> **What the task requires**
Count the lines below that contain the word "valley" and reply with only that number.

> **Information given**
════════

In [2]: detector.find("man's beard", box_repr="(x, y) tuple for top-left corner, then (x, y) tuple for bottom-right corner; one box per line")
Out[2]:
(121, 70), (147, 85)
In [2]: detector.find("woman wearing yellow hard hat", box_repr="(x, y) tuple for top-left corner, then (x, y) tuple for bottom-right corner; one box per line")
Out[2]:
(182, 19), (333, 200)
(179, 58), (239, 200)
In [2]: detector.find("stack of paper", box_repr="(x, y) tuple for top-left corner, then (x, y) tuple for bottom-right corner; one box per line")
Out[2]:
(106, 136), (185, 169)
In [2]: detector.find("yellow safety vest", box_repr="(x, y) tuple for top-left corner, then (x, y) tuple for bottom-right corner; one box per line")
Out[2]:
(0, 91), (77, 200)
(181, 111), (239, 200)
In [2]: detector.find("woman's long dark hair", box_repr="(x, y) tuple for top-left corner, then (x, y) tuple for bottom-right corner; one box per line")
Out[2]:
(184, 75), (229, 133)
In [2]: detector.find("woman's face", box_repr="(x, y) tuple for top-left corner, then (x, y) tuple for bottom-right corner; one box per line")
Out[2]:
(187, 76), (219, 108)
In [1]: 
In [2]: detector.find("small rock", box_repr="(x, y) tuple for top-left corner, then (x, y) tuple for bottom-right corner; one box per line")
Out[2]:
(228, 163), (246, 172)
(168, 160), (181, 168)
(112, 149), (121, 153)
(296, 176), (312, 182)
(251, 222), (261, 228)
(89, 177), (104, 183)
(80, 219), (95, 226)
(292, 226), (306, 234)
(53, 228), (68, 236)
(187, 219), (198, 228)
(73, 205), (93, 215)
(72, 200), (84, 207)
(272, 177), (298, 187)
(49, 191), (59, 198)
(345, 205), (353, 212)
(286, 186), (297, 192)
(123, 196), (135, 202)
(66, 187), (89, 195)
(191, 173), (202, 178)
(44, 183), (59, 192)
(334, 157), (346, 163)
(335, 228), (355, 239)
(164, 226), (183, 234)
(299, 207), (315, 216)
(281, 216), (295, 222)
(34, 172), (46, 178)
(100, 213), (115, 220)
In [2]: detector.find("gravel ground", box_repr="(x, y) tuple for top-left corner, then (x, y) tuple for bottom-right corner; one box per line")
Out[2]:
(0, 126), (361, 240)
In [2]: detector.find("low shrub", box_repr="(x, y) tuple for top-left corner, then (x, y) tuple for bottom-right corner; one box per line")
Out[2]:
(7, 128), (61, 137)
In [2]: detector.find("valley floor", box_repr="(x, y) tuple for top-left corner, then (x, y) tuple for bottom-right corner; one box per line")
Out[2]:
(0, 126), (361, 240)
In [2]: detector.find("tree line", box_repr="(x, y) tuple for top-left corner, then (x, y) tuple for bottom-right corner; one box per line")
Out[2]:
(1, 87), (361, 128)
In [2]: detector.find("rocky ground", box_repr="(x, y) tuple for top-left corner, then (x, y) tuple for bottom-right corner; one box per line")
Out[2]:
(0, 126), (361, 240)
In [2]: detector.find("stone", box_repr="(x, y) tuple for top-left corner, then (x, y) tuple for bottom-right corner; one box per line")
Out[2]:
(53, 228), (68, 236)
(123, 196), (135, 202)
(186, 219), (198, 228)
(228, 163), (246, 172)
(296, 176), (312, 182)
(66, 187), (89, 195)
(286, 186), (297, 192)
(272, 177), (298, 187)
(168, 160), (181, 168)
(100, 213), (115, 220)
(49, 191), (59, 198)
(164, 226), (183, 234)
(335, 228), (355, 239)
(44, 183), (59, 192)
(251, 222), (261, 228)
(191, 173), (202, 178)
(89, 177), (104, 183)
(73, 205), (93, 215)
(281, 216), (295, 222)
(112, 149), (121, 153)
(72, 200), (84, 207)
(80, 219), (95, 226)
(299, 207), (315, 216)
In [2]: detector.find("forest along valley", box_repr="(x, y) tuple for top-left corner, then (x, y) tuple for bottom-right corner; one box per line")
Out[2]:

════════

> **Response to this exercise**
2